WHAT TO DO:
- a) According to the article on apprenticeship criteria, how many quality criteria does the recommendation set out?
- b) In the article on apprenticeship criteria, write out the passage from "After a brief" to "(see EUROPE 11877).".

TEXT:

::::

Employment ministers endorse apprenticeship quality and effectiveness criteria

After a brief discussion on Thursday 15 March, the Employment and Social Affairs Council adopted a recommendation establishing criteria for quality and effectiveness relating to apprenticeships in Europe.  For example, the text supports a written agreement as well as remuneration and/or allowances for protecting apprentices from abusive practice (see EUROPE 11877).

The recommendation, presented on 5 October 2017, comes further to criticism in April that year by the Court of Auditors on the youth guarantee (see EUROPE 11761), regarding the lack of clear objectives and timeframes.  It sets out 14 quality criteria, divided into two groups, for apprenticeships: the first concerns training and working conditions, and the second relates to general conditions.  Pay is among the most important criteria.  The recommendation, which is non-binding by definition, indicates that “apprentices should be paid or otherwise compensated, in line with national or sectoral requirements or collective agreements where they exist, and taking into account arrangements on cost-sharing between employers and public authorities”.  On the matter of social protection, the recommendation stipulates that “apprentices should be entitled to social protection, including necessary insurance in line with national legislation”.

::::

MATERIAL PROVIDED:
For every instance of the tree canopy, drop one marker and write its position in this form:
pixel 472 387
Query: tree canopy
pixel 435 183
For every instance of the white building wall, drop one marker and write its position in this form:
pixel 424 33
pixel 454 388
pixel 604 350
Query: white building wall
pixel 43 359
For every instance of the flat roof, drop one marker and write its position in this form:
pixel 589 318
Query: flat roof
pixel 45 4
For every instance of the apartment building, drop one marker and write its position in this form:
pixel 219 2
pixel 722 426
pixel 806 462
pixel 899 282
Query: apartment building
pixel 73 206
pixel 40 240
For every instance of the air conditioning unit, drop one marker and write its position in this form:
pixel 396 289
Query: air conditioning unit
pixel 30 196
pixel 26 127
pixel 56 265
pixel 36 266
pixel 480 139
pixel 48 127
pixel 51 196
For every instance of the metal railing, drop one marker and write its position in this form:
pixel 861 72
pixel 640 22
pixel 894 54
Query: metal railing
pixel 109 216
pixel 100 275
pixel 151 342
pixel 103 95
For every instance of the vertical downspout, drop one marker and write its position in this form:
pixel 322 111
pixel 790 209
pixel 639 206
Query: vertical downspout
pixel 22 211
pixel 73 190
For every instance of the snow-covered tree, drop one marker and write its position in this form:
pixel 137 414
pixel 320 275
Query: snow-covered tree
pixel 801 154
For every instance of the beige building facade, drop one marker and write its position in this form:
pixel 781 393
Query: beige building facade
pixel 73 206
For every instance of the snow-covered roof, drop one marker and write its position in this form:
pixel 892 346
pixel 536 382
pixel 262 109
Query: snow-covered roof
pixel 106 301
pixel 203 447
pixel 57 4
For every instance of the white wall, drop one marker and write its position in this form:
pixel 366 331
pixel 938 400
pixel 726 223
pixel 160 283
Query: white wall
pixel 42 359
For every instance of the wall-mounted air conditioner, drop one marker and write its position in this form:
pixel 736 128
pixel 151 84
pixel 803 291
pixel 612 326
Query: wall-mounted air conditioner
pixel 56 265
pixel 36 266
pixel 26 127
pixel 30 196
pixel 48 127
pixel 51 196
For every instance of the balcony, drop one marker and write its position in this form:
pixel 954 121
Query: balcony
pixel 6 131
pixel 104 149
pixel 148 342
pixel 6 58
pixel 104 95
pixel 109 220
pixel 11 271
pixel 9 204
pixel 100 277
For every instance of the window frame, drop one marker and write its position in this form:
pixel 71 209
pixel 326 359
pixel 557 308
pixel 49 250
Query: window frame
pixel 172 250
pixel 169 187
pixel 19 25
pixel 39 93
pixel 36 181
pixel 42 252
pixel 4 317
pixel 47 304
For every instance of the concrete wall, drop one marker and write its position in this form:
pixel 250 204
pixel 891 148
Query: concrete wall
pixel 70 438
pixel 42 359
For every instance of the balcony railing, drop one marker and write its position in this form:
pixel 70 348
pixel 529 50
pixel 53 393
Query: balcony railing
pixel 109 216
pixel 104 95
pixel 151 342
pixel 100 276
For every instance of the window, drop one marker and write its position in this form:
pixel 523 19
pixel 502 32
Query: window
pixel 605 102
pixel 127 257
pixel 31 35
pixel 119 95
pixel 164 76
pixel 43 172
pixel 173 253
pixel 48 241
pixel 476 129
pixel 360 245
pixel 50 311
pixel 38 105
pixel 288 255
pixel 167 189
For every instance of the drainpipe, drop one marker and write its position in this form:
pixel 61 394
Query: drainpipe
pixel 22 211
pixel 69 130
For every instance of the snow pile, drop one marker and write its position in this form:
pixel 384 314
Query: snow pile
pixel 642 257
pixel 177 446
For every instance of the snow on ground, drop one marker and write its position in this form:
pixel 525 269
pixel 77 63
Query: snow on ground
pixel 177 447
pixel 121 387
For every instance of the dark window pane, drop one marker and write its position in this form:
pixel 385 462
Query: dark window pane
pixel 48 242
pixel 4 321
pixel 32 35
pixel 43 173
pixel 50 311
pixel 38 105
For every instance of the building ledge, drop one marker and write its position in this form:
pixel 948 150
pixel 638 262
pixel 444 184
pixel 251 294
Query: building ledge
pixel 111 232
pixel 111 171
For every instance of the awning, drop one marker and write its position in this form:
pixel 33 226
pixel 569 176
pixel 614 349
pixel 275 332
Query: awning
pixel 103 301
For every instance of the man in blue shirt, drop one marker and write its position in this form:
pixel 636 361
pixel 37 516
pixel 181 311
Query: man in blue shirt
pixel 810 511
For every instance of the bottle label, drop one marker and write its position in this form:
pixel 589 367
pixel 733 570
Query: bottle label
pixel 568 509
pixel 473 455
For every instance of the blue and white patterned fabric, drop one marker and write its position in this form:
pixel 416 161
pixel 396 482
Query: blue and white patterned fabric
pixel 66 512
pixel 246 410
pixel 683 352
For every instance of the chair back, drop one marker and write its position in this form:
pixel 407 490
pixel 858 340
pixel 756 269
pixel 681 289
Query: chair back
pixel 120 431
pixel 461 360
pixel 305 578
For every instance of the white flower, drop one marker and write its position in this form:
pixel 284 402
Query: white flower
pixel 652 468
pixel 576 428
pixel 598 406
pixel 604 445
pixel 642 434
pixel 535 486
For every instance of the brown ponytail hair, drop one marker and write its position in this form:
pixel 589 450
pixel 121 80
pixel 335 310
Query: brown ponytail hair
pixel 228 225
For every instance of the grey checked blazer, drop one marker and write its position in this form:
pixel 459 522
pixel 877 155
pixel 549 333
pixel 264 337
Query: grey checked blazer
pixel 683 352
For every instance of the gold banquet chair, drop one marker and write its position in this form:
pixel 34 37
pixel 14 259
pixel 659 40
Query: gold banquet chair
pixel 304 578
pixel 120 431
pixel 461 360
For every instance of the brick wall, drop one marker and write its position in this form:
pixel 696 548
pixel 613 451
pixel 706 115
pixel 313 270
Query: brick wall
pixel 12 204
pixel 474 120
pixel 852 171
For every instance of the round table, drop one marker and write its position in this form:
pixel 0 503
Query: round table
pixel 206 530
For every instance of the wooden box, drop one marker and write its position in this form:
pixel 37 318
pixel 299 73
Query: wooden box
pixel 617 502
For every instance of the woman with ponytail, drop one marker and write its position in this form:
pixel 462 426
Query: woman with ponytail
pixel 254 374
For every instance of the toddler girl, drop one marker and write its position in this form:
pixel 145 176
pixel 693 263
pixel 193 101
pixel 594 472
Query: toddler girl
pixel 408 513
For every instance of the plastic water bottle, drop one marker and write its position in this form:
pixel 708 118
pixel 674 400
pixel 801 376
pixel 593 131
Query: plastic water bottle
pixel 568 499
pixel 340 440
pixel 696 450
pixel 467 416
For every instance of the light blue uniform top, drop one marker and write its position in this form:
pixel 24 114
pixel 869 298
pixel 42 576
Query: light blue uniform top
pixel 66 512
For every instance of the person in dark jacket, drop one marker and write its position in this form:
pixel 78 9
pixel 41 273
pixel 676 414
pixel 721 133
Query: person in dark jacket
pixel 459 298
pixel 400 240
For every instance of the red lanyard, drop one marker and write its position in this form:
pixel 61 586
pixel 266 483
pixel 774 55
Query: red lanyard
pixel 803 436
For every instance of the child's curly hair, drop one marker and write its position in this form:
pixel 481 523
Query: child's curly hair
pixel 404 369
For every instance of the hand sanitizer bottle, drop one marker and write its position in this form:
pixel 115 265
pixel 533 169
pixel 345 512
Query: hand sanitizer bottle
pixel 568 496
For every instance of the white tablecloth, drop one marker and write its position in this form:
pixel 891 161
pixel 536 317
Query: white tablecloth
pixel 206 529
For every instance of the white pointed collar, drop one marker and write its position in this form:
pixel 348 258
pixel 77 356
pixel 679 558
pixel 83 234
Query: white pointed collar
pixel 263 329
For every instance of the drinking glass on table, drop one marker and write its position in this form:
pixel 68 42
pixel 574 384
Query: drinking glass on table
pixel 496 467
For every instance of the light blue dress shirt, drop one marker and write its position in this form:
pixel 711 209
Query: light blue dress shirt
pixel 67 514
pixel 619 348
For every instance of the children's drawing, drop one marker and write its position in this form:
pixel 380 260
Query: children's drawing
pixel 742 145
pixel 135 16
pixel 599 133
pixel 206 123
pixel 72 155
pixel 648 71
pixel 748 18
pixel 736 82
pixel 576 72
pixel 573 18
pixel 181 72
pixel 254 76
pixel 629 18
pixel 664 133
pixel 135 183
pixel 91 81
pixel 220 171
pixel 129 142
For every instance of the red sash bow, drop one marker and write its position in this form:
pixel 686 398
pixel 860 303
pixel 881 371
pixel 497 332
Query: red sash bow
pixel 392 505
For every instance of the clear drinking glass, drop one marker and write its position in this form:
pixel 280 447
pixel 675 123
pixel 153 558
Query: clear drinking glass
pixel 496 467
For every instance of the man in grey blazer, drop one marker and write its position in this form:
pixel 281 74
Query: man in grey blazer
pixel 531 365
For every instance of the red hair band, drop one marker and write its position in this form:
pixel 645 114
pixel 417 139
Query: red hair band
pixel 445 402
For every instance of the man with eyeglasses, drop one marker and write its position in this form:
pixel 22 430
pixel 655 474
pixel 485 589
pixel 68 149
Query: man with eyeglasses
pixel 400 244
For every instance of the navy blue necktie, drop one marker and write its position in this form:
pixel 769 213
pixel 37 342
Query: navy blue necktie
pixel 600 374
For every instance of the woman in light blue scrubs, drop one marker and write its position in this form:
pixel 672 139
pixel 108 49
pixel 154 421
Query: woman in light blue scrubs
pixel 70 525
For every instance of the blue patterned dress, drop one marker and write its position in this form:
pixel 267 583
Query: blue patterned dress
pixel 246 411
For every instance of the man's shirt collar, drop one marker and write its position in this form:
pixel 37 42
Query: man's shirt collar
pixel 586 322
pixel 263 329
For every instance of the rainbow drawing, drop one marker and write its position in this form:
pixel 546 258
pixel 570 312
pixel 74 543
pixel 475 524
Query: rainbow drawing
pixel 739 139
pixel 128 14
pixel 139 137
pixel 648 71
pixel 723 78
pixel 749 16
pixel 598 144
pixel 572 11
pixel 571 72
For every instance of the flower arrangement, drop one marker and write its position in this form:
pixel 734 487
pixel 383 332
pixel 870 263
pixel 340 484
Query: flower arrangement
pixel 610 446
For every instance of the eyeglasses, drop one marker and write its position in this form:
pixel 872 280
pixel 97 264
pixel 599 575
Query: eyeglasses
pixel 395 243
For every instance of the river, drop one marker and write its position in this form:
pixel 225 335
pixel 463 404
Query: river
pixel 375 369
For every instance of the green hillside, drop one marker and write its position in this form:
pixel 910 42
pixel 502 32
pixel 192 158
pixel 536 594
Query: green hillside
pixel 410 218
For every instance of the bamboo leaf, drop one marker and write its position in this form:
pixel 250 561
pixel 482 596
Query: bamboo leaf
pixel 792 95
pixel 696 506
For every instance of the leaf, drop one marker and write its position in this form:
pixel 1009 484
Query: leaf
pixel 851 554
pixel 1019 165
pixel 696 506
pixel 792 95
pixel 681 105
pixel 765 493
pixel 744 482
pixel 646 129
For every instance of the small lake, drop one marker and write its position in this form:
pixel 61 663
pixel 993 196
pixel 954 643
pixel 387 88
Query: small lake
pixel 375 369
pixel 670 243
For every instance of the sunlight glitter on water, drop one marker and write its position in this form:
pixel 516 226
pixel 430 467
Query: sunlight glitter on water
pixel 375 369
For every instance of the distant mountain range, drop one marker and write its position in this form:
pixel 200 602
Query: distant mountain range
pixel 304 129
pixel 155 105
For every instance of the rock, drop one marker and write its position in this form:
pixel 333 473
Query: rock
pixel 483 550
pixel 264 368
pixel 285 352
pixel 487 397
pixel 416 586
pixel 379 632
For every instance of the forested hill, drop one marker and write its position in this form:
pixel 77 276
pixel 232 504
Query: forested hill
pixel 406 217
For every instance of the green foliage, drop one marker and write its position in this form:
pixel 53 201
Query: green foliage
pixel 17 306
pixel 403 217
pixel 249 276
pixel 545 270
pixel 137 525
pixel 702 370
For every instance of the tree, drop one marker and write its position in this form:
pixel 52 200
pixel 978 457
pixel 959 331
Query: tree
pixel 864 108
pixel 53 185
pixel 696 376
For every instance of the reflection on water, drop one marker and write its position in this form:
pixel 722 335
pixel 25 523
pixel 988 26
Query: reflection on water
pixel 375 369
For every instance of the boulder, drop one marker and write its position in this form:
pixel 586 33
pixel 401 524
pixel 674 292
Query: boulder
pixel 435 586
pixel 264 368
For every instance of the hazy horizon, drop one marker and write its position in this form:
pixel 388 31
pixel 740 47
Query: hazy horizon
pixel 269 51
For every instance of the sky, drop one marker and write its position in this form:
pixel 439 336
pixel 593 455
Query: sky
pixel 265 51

::::

LIST OF SOLUTIONS:
- a) 14

- b)
After a brief discussion on Thursday 15 March, the Employment and Social Affairs Council adopted a recommendation establishing criteria for quality and effectiveness relating to apprenticeships in Europe.  For example, the text supports a written agreement as well as remuneration and/or allowances for protecting apprentices from abusive practice (see EUROPE 11877).